-- start of Passage provided --

Figure 1: The thickness of the Lower Cambrian shale on the Middle and Upper Yangtze and the sampling sites (modified after [26]).

The geochemical characteristics and initial mineralogical compositions of the two studied shale samples are listed in Table 1. These two kinds of shale samples showed high total organic carbon (TOC) content, with the value of 8.42% (YY) and 6.26% (GZ). The carbon isotope ratios of organic matter (δ13Corg) of the two shale samples were -31.8‰ (YY) and -32.8‰ (GZ), and the low δ13Corg value may be related to the anoxic conditions of the sedimentary environment [25]. As shown in Table 1, the main minerals of YY shale were quartz (65%), clay minerals (14%), and feldspar (11%), with a small amount of pyrite (8%) and carbonate minerals (calcite+dolomite) (2%). However, the main minerals of GZ shale were carbonate minerals (68%), quartz (15%), and pyrite (10%), with a small amount of clay minerals (4%) and feldspar (3%). Depending on the mineralogical characteristics of the two shale samples, we separated the two shale samples into carbonate-poor (YY) and carbonate-rich (GZ) categories.

Table 1: Geochemical data and initial mineralogical composition of the two shale samples.

For different measurement purposes, the two bulk shale samples were drilled and broken to different sizes. The core samples with size of 2.5 cm diameter and 5.0 cm length were drilled from the blocks and prepared for the porosity test. Meanwhile, small cubes with size of 2-3 cm3 were obtained for FE-SEM analysis. Besides, over 100 g of fragments obtained from adjacent offcuts were crushed to 40-60 mesh for XRD and low-temperature N2 adsorption measurement. Before the experiment, all the prepared shale samples were cleaned using clean water which was a colorless, transparent, tasteless, and neutral liquid and then dried at 50°C for 12 hours in the oven to remove the moisture in the samples.

In this experiment, one of the most commonly used water-based hydraulic fracturing fluids, slick water fracturing fluid, was used. The chemical components and physical property of the slick water fracturing fluid are shown in Table 2.

Table 2: Components and physical property of the slick water fracturing fluid.
2.2. Experimental Procedure

The influence of the mineralogical composition on the evolution of shale reservoir pore structure characteristics under the injection of slick water fracturing fluid was studied using a high-temperature and high-pressure reactor device (Figure 2). The apparatus, which was described in detail previously [21], includes a reactor (500 ml), constant speed and pressure pump, vacuum pump, and piston container.

Figure 2: Schematic diagram of the experiment instrument [21].

All experiments were conducted at reservoir temperature (100°C) according to the depth of shale formation in Niutitang (the burial depth is 3-4 km [27]) and fracturing pressure (50 MPa). In order to investigate the effects of fracturing fluid initially entering the shale reservoir, the reaction time was set at three days. The experiment included the following steps: (1) shale samples with different sizes (cylinder, cube, and 40-60 mesh) were placed into the reactor, (2) the slick water fracturing fluid was poured in, and (3) reaction conditions were set for three days, at 100°C and 50 MPa. In addition, the fracturing fluid of 10 ml was sampled during the experiments at 24 h, 48 h, and 72 h, which were used for measuring the pH value. After reaction, the shale samples were taken out of the fracturing fluid, cleaned using ultrapure deionized water, and then dried at the condition of 50°C for 12 hours in the oven. Before and after the interaction, the mineral composition, pore structure characteristics, and porosity were measured.

-- end of Passage provided --
-- start of Material supplied --

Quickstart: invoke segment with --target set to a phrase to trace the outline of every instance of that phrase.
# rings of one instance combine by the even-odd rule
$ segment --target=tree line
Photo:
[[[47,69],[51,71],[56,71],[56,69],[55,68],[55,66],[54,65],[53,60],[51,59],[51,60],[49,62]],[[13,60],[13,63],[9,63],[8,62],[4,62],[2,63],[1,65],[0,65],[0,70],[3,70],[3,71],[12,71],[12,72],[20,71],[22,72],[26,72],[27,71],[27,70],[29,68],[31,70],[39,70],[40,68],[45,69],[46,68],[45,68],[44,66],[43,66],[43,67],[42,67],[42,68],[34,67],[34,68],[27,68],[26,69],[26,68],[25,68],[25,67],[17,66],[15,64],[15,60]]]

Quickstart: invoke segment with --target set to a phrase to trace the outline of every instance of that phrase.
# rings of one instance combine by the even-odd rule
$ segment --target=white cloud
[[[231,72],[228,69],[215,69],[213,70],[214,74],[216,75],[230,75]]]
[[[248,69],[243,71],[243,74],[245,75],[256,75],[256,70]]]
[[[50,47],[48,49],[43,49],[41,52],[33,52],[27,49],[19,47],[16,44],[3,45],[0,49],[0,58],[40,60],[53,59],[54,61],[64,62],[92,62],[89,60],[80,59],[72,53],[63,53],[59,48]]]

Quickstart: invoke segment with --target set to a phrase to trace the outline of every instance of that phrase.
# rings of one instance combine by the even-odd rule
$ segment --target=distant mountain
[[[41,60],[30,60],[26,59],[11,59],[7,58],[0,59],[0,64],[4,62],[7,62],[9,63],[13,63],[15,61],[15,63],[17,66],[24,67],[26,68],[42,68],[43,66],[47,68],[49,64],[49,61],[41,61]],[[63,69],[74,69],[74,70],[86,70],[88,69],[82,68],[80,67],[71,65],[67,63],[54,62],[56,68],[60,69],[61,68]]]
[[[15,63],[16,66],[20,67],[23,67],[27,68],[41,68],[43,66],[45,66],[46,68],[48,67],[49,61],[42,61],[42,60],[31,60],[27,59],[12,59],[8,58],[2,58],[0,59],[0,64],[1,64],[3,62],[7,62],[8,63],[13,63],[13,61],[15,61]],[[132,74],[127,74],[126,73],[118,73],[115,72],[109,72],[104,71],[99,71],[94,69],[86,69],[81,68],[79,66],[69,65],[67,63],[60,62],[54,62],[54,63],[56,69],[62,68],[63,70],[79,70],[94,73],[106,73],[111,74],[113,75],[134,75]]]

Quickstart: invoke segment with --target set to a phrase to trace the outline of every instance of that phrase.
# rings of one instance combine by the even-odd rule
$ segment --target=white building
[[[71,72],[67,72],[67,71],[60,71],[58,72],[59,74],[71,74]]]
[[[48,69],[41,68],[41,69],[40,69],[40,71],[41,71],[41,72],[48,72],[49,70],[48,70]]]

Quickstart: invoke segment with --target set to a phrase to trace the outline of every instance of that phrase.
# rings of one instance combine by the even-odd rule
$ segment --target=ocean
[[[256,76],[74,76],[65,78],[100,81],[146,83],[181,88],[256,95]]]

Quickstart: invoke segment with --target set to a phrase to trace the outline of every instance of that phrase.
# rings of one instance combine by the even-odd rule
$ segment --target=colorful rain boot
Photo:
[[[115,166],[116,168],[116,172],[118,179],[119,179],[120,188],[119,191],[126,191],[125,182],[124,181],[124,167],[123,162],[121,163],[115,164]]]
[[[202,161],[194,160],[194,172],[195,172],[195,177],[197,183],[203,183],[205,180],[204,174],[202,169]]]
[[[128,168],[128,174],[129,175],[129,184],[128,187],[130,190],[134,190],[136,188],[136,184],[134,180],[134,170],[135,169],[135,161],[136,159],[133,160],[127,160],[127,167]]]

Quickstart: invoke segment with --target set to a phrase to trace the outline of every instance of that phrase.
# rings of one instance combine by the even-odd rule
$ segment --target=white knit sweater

-- end of Material supplied --

*Problems and tasks:*
1. Reproduce verbatim the portion of the shale sample passage that begins with the words containing "The influence of" and ends with "experiment instrument [21].".
2. In the shale sample passage, what total organic carbon content is reported for the YY shale sample?

*Outputs in order:*
1.
The influence of the mineralogical composition on the evolution of shale reservoir pore structure characteristics under the injection of slick water fracturing fluid was studied using a high-temperature and high-pressure reactor device (Figure 2). The apparatus, which was described in detail previously [21], includes a reactor (500 ml), constant speed and pressure pump, vacuum pump, and piston container.

Figure 2: Schematic diagram of the experiment instrument [21].

2. 8.42%